Estratto della pagina
☆ ☆ ☆ ☆
C’è un bel libro uscito qualche mese fa, Digital disruption, di James McQuivey, analista di Forrester Research. Dal titolo si comprende l’argomento, non c’è bisogno di molte spiegazioni. La parte iniziale ne è forse il contributo più illuminante. La descrizione di come questa nuova rivoluzione industriale, perché di questo si tratta, sia basata su un aspetto fondamentale: l’abbattimento violento dell’archetipo su cui è costituito il sistema economico attuale; c’è l’ impresa che da lavoro da un lato e chi lavora dall’altro e l’innovazione nasce e si sviluppa sulla base di quanto l’impresa sia brava e interessata a essa. Può arrivare un’altra impresa, ma il meccanismo è lo stesso.
Ci sono, ci sono state, forti barriere all’ingresso nello sviluppo di innovazioni e questo blocca, o meglio, ha reso statiche le regole e i meccanismi con cui un’azienda nel proprio mercato possa diventare leader. A un livello più alto, aggregato, aggiungerei, questo ha reso statici per molti decenni interi sistemi economici, comunque legati e blindati da questa legacy, da questi meccanismi competitivi e quindi di sviluppo, ormai obsoleti.
Poi è arrivata, sta arrivando, la rivoluzione digitale, che dal basso cambia le regole, mercato dopo mercato, Paese dopo Paese.
Inutile raccontare i casi di digital disruption già noti e stranoti, al contrario quello che è interessante è come verranno quelli nuovi, come in realtà stanno già avvenendo. Un teenager oggi trova di fronte a se uno scenario ben diverso di quello di un suo coetaneo solo venti anni fa. Un mare di possibilità nuove.
☆ ☆ ☆ ☆
Dati forniti
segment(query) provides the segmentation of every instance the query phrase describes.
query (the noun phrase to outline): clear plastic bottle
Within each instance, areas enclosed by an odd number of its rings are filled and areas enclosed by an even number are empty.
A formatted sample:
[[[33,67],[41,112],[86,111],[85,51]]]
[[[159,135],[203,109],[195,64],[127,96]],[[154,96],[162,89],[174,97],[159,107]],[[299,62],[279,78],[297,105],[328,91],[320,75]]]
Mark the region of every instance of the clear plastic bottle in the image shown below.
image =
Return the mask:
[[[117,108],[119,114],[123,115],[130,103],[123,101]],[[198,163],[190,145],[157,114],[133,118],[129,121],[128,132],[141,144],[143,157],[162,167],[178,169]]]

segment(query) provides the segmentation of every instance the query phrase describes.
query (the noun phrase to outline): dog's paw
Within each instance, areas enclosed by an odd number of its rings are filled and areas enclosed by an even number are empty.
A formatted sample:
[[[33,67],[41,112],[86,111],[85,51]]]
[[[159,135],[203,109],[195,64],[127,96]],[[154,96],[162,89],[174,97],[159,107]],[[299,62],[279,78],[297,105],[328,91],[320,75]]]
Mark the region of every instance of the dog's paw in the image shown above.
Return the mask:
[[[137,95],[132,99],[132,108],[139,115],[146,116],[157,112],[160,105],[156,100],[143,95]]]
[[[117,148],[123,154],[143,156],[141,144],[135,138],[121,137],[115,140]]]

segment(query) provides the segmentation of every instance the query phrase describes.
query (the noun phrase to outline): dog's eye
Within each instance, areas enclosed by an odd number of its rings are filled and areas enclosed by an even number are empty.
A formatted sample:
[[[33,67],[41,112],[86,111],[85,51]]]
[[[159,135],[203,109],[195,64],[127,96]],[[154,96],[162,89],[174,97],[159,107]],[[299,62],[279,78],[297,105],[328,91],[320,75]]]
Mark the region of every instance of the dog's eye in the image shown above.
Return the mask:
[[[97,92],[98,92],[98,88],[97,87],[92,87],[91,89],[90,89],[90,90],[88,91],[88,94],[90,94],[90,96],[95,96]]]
☆ ☆ ☆ ☆
Istruzioni
1. Ricopia dall'articolo sulla digital disruption il passo che inizia con "Poi è arrivata, sta" e finisce con "di possibilità nuove.".
2. Rispondi a queste domande sull'articolo sulla digital disruption.
(a) Chi è l'autore del libro citato e per quale società lavora?
(b) In che modo cambia le regole la rivoluzione digitale?
(c) Con un coetaneo di quanti anni fa viene confrontato un teenager di oggi?
3. Riprendi l'articolo sulla digital disruption e scrivine il seguito a partire dall'ultima frase riportata.

Risposte
1.
Poi è arrivata, sta arrivando, la rivoluzione digitale, che dal basso cambia le regole, mercato dopo mercato, Paese dopo Paese.
Inutile raccontare i casi di digital disruption già noti e stranoti, al contrario quello che è interessante è come verranno quelli nuovi, come in realtà stanno già avvenendo. Un teenager oggi trova di fronte a se uno scenario ben diverso di quello di un suo coetaneo solo venti anni fa. Un mare di possibilità nuove.

2.
(a) James McQuivey, analista di Forrester Research.
(b) Dal basso, mercato dopo mercato, Paese dopo Paese.
(c) Di venti anni fa.

3.
Le aziende più innovative, ovviamente le prime sono quelle che vivono di Web, hanno compreso che aprire i propri sistemi di sviluppo informatico ad altri, esterni, è e sarà sempre più fonte di vantaggio competitivo, di sopravvivenza oltre che di successo. SDK (software development kit), API (application protocol interface) sono i nuovi strumenti con cui fare sviluppo, innovazione; il grimaldello è una porta d’accesso aperta a tutti per realizzare e proporre nuove soluzioni, nuovi servizi e magari venderli direttamente negli App store o alle aziende stesse o creare da zero la propria azienda. E cosi’ abbiamo l’Iphone SDK, il Google SDK, la Facebook developer platform, Paypal X etc, piattaforme open che danno accesso a tutti agli strumenti per fare innovazione.
Gli Apple store, i Google Playstore, aprono poi i mercati, i clienti, a tutti. Un’azienda con migliaia di sviluppatori, può essere battuta da un ragazzo che fa una APP e la mette sull’Apple Store. Non è uno scherzo, o una banalità, è cosi’ che muore Kodak, è così che nasce Instagram.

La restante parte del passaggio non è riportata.